↓

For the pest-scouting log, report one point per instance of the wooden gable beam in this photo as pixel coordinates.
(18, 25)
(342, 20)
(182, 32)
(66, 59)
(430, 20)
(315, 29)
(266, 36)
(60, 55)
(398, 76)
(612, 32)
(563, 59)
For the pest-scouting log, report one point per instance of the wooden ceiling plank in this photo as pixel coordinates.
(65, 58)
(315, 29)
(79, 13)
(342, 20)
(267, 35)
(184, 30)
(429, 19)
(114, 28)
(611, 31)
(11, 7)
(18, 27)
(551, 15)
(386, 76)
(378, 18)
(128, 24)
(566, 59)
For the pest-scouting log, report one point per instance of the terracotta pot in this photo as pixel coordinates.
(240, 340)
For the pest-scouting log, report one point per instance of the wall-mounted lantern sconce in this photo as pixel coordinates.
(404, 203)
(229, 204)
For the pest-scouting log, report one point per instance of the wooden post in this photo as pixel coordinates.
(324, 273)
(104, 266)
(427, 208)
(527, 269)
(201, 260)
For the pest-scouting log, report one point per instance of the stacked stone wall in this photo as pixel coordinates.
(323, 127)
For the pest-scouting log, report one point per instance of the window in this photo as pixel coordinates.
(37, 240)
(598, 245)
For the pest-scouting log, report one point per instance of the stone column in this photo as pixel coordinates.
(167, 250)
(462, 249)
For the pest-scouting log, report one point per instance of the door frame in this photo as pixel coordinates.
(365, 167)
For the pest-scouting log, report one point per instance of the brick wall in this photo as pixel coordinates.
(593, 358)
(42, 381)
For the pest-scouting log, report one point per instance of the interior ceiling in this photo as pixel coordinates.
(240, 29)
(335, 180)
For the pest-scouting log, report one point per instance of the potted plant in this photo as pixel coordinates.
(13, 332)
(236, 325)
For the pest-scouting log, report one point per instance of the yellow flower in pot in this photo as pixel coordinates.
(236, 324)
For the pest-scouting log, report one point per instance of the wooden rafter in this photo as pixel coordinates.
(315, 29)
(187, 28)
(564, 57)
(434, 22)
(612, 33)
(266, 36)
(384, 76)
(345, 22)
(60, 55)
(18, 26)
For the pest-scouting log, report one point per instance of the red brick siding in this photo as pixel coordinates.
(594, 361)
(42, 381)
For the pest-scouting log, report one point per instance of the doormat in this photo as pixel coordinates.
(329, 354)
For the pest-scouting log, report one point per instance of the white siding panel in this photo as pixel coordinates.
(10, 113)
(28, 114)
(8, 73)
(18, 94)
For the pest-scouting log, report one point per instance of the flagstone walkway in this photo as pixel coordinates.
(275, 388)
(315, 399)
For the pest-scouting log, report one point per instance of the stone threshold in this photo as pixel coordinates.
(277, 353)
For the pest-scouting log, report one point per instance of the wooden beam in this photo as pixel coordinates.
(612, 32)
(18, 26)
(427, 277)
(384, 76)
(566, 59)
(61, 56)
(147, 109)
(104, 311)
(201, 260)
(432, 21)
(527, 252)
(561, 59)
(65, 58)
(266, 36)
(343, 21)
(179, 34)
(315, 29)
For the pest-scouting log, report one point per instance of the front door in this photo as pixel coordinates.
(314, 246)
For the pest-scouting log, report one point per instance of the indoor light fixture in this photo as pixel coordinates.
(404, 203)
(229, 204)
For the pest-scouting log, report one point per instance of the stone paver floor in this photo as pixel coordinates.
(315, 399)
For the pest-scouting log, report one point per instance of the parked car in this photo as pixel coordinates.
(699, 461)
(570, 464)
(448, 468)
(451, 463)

↑

Put every line above into a Markdown table with the columns No. and Line, numbering the rows and skipping any blank lines.

| No. | Line |
|---|---|
| 1 | For the pest-scouting log, report one point per instance of the wooden gable beam in this photo as pixel coordinates. |
| 2 | (18, 25) |
| 3 | (342, 20) |
| 4 | (182, 32) |
| 5 | (66, 59) |
| 6 | (430, 20) |
| 7 | (315, 29) |
| 8 | (266, 36) |
| 9 | (60, 55) |
| 10 | (398, 76) |
| 11 | (612, 32) |
| 12 | (563, 59) |
| 13 | For the pest-scouting log, report one point per instance of the wooden ceiling plank in this photo as pixel coordinates. |
| 14 | (65, 58) |
| 15 | (315, 29) |
| 16 | (79, 13) |
| 17 | (342, 20) |
| 18 | (267, 35) |
| 19 | (184, 30) |
| 20 | (429, 19) |
| 21 | (114, 28) |
| 22 | (611, 31) |
| 23 | (11, 7) |
| 24 | (18, 27) |
| 25 | (551, 15) |
| 26 | (386, 76) |
| 27 | (378, 18) |
| 28 | (128, 24) |
| 29 | (566, 59) |
| 30 | For the pest-scouting log, report one point per instance of the terracotta pot in this photo as pixel coordinates. |
| 31 | (240, 340) |
| 32 | For the pest-scouting log, report one point per instance of the wall-mounted lantern sconce in this photo as pixel coordinates. |
| 33 | (404, 203) |
| 34 | (229, 204) |
| 35 | For the pest-scouting log, report one point per instance of the wooden post in this photo as pixel coordinates. |
| 36 | (324, 273) |
| 37 | (104, 266) |
| 38 | (427, 208) |
| 39 | (527, 269) |
| 40 | (201, 260) |
| 41 | For the pest-scouting log, report one point per instance of the stacked stone wall in this photo as pixel coordinates. |
| 42 | (323, 127) |
| 43 | For the pest-scouting log, report one point per instance of the window in this photo as pixel coordinates. |
| 44 | (37, 240) |
| 45 | (598, 245) |
| 46 | For the pest-scouting log, report one point per instance of the stone column in this photo as pixel coordinates. |
| 47 | (167, 250) |
| 48 | (462, 249) |
| 49 | For the pest-scouting log, report one point per instance of the door frame in this photo as pixel coordinates. |
| 50 | (365, 167) |
| 51 | For the pest-scouting log, report one point per instance of the brick wall in this photo as pixel coordinates. |
| 52 | (593, 358) |
| 53 | (42, 381) |
| 54 | For the pest-scouting log, report one point per instance of the interior ceiling in this photo as pixel coordinates. |
| 55 | (240, 29) |
| 56 | (335, 180) |
| 57 | For the pest-scouting log, report one point per instance of the potted plant in this photo as pixel coordinates. |
| 58 | (13, 332) |
| 59 | (236, 325) |
| 60 | For the pest-scouting log, report one point per instance of the yellow flower in pot in this photo as pixel coordinates. |
| 61 | (236, 324) |
| 62 | For the pest-scouting log, report one point per instance of the wooden rafter in this photo as pixel coordinates. |
| 63 | (315, 29) |
| 64 | (187, 28) |
| 65 | (564, 57) |
| 66 | (434, 22) |
| 67 | (612, 33) |
| 68 | (266, 36) |
| 69 | (384, 76) |
| 70 | (345, 22) |
| 71 | (60, 55) |
| 72 | (18, 26) |
| 73 | For the pest-scouting log, report one point per instance of the red brick siding in this photo as pixel coordinates. |
| 74 | (594, 361) |
| 75 | (42, 381) |
| 76 | For the pest-scouting log, report one point per instance of the doormat in this photo as pixel coordinates. |
| 77 | (329, 354) |
| 78 | For the pest-scouting log, report one point per instance of the white siding panel in this photo as pixel coordinates. |
| 79 | (10, 113) |
| 80 | (28, 114) |
| 81 | (8, 73) |
| 82 | (18, 94) |
| 83 | For the pest-scouting log, report one point per instance of the flagstone walkway in this photo as pixel coordinates. |
| 84 | (275, 388) |
| 85 | (315, 399) |
| 86 | For the pest-scouting log, report one point per instance of the stone threshold in this photo as pixel coordinates. |
| 87 | (277, 353) |
| 88 | For the pest-scouting log, report one point per instance of the wooden beam in this photo as pixel coordinates. |
| 89 | (612, 32) |
| 90 | (18, 26) |
| 91 | (427, 277) |
| 92 | (384, 76) |
| 93 | (566, 59) |
| 94 | (61, 56) |
| 95 | (147, 109) |
| 96 | (104, 311) |
| 97 | (201, 260) |
| 98 | (432, 21) |
| 99 | (527, 252) |
| 100 | (561, 59) |
| 101 | (65, 58) |
| 102 | (266, 36) |
| 103 | (343, 21) |
| 104 | (179, 34) |
| 105 | (315, 29) |
| 106 | For the pest-scouting log, report one point per instance of the front door in this photo as pixel coordinates. |
| 107 | (314, 246) |
| 108 | For the pest-scouting log, report one point per instance of the indoor light fixture in this photo as pixel coordinates. |
| 109 | (404, 203) |
| 110 | (229, 204) |
| 111 | For the pest-scouting log, report one point per instance of the stone paver floor in this photo as pixel coordinates. |
| 112 | (315, 399) |
| 113 | For the pest-scouting log, report one point per instance of the parked car in this photo as pixel coordinates. |
| 114 | (699, 461) |
| 115 | (570, 464) |
| 116 | (448, 468) |
| 117 | (451, 463) |